[Extracted records]
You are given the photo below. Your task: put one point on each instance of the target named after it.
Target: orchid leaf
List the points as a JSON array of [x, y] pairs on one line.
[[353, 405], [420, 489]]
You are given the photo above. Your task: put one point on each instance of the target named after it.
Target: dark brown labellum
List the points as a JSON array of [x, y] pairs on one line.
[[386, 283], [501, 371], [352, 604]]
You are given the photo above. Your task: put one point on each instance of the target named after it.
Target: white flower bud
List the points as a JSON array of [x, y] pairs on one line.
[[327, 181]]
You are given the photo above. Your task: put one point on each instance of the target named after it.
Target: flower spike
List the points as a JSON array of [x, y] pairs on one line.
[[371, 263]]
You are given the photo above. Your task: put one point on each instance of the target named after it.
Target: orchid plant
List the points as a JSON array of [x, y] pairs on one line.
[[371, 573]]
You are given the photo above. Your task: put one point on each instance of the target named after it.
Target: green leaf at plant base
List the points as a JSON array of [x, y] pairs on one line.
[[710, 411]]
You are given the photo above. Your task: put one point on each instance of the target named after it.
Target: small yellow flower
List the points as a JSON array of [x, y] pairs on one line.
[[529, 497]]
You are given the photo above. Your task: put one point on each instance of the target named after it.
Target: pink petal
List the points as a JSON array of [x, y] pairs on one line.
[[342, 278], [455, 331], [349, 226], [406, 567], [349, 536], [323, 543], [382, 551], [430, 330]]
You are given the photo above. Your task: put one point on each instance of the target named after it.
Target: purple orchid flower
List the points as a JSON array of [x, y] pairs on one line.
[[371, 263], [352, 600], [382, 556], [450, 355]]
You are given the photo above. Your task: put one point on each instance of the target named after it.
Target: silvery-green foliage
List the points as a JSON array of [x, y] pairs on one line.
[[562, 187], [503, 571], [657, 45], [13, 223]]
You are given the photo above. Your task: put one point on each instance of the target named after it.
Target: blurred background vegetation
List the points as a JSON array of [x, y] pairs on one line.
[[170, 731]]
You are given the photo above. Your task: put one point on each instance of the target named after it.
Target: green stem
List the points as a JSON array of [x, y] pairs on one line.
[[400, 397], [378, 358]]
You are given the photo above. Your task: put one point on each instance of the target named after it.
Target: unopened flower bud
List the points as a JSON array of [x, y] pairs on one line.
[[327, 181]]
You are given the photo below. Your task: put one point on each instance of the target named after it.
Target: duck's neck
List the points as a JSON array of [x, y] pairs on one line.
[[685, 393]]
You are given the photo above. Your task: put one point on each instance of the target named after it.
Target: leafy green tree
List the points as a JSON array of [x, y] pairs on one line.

Work task - A single number is required: how many lines in these records contain "green".

Solved exercise - 4